- **TAREAS DEL EJERCICIO**:
[a] Indica si cada afirmación concuerda con el texto sobre Morena y respalda cada respuesta, sí o no, con las palabras decisivas del texto citadas literalmente. (i) El primer acto del grupo en el poder fue la destrucción del aeropuerto en construcción. (ii) El gobierno de Morena representa los intereses populares. (iii) El Estado construido por Morena mantiene vigente el juicio de amparo.
[b] Enumera todos los adjetivos con los que el texto sobre Morena califica el régimen al que sirve el Estado creado por ese gobierno.
[c] Reproduce literalmente el pasaje del texto sobre Morena que va desde "El Estado construido" hasta "de su sucesora.", ambos inclusive.

- **TEXTO SELECCIONADO**:
-*-*-
Por Francisco Montfort Guillén
Morena es el gobierno de los que hablan del pueblo. No se trata de un gobierno que represente los intereses populares. Es el último eslabón del régimen posrevolucionario. Una mezcolanza de nacionalismo revolucionario con izquierdismo universitario comunistoide. Ha vuelto a querer hablar en referencia a una clase etérea (los pobres) y su sinonimia el pueblo, como instrumento de manipulación de las masas y máscara de protección de sus intereses privados. Ha creado un Estado al servicio de un régimen despótico, populista, fascista.
El gobierno de Morena no puede, en esencia, ser llamado democrático. La democracia tiene como base de definición mínima e irreductible el entrelazamiento de la limitación del poder del Estado, la representatividad de la pluralidad de visiones e intereses de diferentes actores sociales y una ciudadanía que lo es en tanto formada por individuos que buscan su realización personal y adoptan nuevas formas de agrupación, de asociación en defensa de sus intereses comunes.
Esto significa que un régimen democrático impide el dominio absoluto de algunos de sus integrantes, una ciudadanía activa y un espacio de realización personal mediante el mercado. Factores políticos, sociales y económicos entretejidos en una asociación que puede soportar y resolver conflictos y contradicciones.
El Estado construido por Morena es nuevamente el único espacio de la acción política, pues ningún ciudadano puede defenderse de su dominio arbitrario: canelada la autonomía del Poder Judicial, suprimido el arma que significaba el juicio de amparo y destruido el andamiaje de rendición de cuentas y otros contrapesos de poder, al ciudadano sólo le queda integrarse en el Estado para sobrevivir socialmente.
La lógica de acción del grupo en el poder fue el asalto como triunfador de una revolución. Su primer acto, simbólico y de praxis política, fue la destrucción del aeropuerto en construcción pues significó la anulación del Estado de derecho vigente hasta ese momento. De ahí en adelante casi todas las acciones importantes del sexenio obradorista tuvieron el tufo de la ilegalidad hasta consumar la elección de Estado de su sucesora.
-*-*-
- **REGISTROS DE DATOS**:

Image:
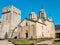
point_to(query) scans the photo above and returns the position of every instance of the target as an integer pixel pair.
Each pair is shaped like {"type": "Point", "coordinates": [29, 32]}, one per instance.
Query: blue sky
{"type": "Point", "coordinates": [52, 7]}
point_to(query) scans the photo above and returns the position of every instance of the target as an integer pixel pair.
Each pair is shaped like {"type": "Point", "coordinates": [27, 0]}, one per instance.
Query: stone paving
{"type": "Point", "coordinates": [5, 42]}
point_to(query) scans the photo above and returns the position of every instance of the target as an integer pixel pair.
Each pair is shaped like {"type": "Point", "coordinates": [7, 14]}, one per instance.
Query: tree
{"type": "Point", "coordinates": [6, 36]}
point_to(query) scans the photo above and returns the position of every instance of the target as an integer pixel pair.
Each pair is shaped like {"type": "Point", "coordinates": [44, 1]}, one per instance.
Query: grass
{"type": "Point", "coordinates": [56, 43]}
{"type": "Point", "coordinates": [26, 41]}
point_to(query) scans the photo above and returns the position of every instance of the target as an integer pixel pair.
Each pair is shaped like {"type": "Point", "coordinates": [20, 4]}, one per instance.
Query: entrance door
{"type": "Point", "coordinates": [26, 35]}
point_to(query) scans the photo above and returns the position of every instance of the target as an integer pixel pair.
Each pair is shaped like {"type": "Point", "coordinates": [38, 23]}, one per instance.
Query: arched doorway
{"type": "Point", "coordinates": [15, 37]}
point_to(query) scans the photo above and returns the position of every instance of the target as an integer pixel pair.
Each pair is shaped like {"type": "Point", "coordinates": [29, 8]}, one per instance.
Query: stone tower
{"type": "Point", "coordinates": [11, 15]}
{"type": "Point", "coordinates": [33, 16]}
{"type": "Point", "coordinates": [10, 20]}
{"type": "Point", "coordinates": [42, 14]}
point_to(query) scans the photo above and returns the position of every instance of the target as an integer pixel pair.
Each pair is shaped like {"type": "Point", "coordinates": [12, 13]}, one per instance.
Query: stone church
{"type": "Point", "coordinates": [32, 27]}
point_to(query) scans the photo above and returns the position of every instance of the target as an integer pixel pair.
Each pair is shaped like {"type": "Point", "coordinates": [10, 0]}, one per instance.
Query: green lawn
{"type": "Point", "coordinates": [57, 43]}
{"type": "Point", "coordinates": [26, 41]}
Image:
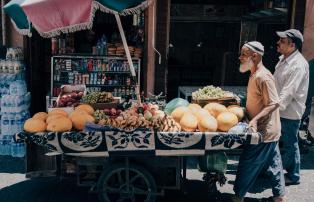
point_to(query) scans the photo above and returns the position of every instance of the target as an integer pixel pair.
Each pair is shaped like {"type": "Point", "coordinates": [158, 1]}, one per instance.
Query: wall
{"type": "Point", "coordinates": [14, 39]}
{"type": "Point", "coordinates": [162, 43]}
{"type": "Point", "coordinates": [308, 45]}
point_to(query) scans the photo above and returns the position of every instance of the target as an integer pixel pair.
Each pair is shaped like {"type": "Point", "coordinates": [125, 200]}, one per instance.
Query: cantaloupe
{"type": "Point", "coordinates": [41, 116]}
{"type": "Point", "coordinates": [215, 108]}
{"type": "Point", "coordinates": [201, 113]}
{"type": "Point", "coordinates": [236, 110]}
{"type": "Point", "coordinates": [34, 125]}
{"type": "Point", "coordinates": [77, 112]}
{"type": "Point", "coordinates": [54, 116]}
{"type": "Point", "coordinates": [188, 122]}
{"type": "Point", "coordinates": [61, 124]}
{"type": "Point", "coordinates": [226, 120]}
{"type": "Point", "coordinates": [179, 112]}
{"type": "Point", "coordinates": [58, 111]}
{"type": "Point", "coordinates": [208, 124]}
{"type": "Point", "coordinates": [89, 109]}
{"type": "Point", "coordinates": [79, 121]}
{"type": "Point", "coordinates": [194, 108]}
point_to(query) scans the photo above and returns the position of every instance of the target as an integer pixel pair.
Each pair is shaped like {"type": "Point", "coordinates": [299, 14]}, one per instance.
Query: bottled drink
{"type": "Point", "coordinates": [12, 125]}
{"type": "Point", "coordinates": [18, 123]}
{"type": "Point", "coordinates": [14, 149]}
{"type": "Point", "coordinates": [5, 124]}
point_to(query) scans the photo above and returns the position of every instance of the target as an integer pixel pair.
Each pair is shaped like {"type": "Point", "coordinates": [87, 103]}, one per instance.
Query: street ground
{"type": "Point", "coordinates": [14, 187]}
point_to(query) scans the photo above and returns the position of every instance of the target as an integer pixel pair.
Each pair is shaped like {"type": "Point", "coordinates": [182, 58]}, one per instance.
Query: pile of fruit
{"type": "Point", "coordinates": [213, 117]}
{"type": "Point", "coordinates": [145, 116]}
{"type": "Point", "coordinates": [98, 97]}
{"type": "Point", "coordinates": [58, 120]}
{"type": "Point", "coordinates": [210, 92]}
{"type": "Point", "coordinates": [70, 99]}
{"type": "Point", "coordinates": [106, 113]}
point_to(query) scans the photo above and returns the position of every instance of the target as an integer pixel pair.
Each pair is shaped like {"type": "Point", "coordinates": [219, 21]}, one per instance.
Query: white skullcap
{"type": "Point", "coordinates": [292, 33]}
{"type": "Point", "coordinates": [255, 46]}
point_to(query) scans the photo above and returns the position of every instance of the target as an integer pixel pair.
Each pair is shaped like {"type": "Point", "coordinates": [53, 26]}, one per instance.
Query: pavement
{"type": "Point", "coordinates": [14, 187]}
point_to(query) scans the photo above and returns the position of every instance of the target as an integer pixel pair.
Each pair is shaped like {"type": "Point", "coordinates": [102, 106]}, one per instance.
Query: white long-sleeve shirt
{"type": "Point", "coordinates": [292, 82]}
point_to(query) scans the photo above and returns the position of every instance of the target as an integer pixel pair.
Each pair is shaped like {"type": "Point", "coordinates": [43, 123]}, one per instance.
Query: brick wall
{"type": "Point", "coordinates": [162, 41]}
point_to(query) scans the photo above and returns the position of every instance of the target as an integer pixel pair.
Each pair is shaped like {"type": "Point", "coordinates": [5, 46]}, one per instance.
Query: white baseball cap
{"type": "Point", "coordinates": [255, 46]}
{"type": "Point", "coordinates": [291, 33]}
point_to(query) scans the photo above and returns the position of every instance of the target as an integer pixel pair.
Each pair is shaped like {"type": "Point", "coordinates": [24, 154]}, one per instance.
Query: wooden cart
{"type": "Point", "coordinates": [137, 165]}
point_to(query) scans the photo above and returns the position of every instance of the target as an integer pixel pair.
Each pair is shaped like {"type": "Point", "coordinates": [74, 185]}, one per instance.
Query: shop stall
{"type": "Point", "coordinates": [120, 144]}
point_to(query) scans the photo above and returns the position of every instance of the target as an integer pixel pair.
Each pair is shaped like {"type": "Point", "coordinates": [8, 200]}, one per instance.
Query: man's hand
{"type": "Point", "coordinates": [253, 124]}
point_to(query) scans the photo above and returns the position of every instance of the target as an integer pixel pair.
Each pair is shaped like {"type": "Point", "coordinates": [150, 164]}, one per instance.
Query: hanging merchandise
{"type": "Point", "coordinates": [15, 102]}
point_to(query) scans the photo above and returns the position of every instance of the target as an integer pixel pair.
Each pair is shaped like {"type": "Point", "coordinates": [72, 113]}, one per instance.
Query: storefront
{"type": "Point", "coordinates": [204, 38]}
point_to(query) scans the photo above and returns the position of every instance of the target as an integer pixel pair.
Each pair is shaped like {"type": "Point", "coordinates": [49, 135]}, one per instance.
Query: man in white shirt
{"type": "Point", "coordinates": [292, 81]}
-*-*-
- **SOLUCIONES POR TAREA**:
[a]
(i) Sí: «Su primer acto, simbólico y de praxis política, fue la destrucción del aeropuerto en construcción».
(ii) No: «No se trata de un gobierno que represente los intereses populares».
(iii) No: «suprimido el arma que significaba el juicio de amparo».

[b] despótico, populista, fascista

[c]
El Estado construido por Morena es nuevamente el único espacio de la acción política, pues ningún ciudadano puede defenderse de su dominio arbitrario: canelada la autonomía del Poder Judicial, suprimido el arma que significaba el juicio de amparo y destruido el andamiaje de rendición de cuentas y otros contrapesos de poder, al ciudadano sólo le queda integrarse en el Estado para sobrevivir socialmente.
La lógica de acción del grupo en el poder fue el asalto como triunfador de una revolución. Su primer acto, simbólico y de praxis política, fue la destrucción del aeropuerto en construcción pues significó la anulación del Estado de derecho vigente hasta ese momento. De ahí en adelante casi todas las acciones importantes del sexenio obradorista tuvieron el tufo de la ilegalidad hasta consumar la elección de Estado de su sucesora.